What you are asked to do: Give back every entry below, unchanged.

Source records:

'''

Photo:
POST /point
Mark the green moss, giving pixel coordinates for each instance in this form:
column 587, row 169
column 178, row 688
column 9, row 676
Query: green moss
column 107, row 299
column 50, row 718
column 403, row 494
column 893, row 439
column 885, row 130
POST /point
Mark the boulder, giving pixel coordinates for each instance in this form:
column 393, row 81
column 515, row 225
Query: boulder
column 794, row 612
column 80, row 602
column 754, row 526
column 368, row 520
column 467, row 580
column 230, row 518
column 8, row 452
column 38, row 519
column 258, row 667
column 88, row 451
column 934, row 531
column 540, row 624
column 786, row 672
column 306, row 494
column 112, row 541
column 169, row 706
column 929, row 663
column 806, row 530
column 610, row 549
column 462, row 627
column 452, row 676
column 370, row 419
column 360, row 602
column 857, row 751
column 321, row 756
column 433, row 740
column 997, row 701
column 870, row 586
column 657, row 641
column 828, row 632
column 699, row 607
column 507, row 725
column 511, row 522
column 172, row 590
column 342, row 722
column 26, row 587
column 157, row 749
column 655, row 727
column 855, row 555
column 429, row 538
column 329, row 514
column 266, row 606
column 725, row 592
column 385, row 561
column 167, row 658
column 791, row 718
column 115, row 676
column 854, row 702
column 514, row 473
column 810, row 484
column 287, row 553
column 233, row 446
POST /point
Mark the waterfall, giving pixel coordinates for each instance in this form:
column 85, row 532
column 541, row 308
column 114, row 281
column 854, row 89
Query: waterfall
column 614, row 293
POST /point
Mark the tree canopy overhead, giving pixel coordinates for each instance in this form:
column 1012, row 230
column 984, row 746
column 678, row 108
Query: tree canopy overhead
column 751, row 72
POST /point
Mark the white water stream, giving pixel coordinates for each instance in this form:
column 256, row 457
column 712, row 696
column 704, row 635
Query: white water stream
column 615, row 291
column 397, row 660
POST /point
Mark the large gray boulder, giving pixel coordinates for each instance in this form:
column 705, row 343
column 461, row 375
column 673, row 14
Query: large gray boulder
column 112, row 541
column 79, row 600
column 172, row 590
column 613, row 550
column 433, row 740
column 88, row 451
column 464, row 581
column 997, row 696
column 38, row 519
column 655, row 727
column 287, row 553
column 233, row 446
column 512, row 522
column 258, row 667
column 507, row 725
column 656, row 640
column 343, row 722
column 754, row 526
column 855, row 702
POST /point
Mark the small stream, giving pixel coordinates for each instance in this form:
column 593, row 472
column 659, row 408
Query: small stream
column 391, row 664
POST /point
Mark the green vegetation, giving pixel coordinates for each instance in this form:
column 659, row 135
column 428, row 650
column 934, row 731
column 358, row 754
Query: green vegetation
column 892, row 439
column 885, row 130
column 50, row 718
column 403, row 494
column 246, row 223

'''

Answer box:
Photo:
POST /point
Mark the green moss, giving pixel coordinates for each instance in this form:
column 587, row 169
column 178, row 688
column 9, row 676
Query: green moss
column 107, row 299
column 50, row 718
column 403, row 494
column 893, row 439
column 885, row 130
POST /point
Mark the boulder, giving pixel coordinates for each instance in this form:
column 393, row 81
column 515, row 225
Query: boulder
column 794, row 612
column 80, row 602
column 754, row 526
column 368, row 520
column 467, row 580
column 230, row 518
column 8, row 452
column 38, row 519
column 258, row 667
column 88, row 451
column 934, row 531
column 540, row 624
column 786, row 672
column 306, row 494
column 112, row 541
column 169, row 706
column 929, row 663
column 806, row 530
column 610, row 549
column 462, row 627
column 452, row 676
column 370, row 419
column 360, row 602
column 857, row 751
column 321, row 756
column 433, row 740
column 997, row 701
column 870, row 586
column 657, row 641
column 828, row 632
column 699, row 607
column 507, row 725
column 511, row 522
column 172, row 590
column 342, row 722
column 26, row 587
column 157, row 749
column 655, row 727
column 855, row 555
column 429, row 538
column 329, row 514
column 266, row 606
column 725, row 592
column 385, row 561
column 167, row 658
column 791, row 718
column 115, row 676
column 854, row 702
column 514, row 473
column 810, row 484
column 287, row 553
column 233, row 446
POST /point
Mark the waterfall, giving pixel coordinates for each instance in this form:
column 85, row 532
column 541, row 308
column 114, row 281
column 854, row 89
Query: waterfall
column 614, row 293
POST /point
Mark the tree canopy overhead, giving pixel coordinates for each instance in this form:
column 1012, row 230
column 984, row 746
column 678, row 108
Query: tree canopy overhead
column 751, row 72
POST /point
Mark the white water stream, giving pixel coordinates for each instance in this form:
column 256, row 457
column 712, row 696
column 704, row 635
Query: white water stream
column 615, row 291
column 397, row 660
POST /point
Mark the large gray boulder, giving pixel coordinates for each instance in this form:
column 705, row 343
column 461, row 375
column 673, row 14
Query: large gray boulder
column 112, row 541
column 79, row 600
column 172, row 590
column 613, row 550
column 433, row 740
column 88, row 451
column 464, row 581
column 997, row 696
column 38, row 519
column 655, row 727
column 287, row 553
column 233, row 446
column 512, row 522
column 258, row 667
column 507, row 725
column 656, row 640
column 343, row 722
column 754, row 526
column 855, row 702
POST /point
Mark the small stream, giving pixel coordinates for each instance in this form:
column 593, row 472
column 659, row 408
Query: small stream
column 391, row 664
POST /point
Mark the green vegetation, giving pixel coordinates for each instance in this form:
column 659, row 135
column 428, row 650
column 934, row 731
column 358, row 754
Query: green vegetation
column 892, row 439
column 885, row 130
column 50, row 718
column 403, row 494
column 246, row 223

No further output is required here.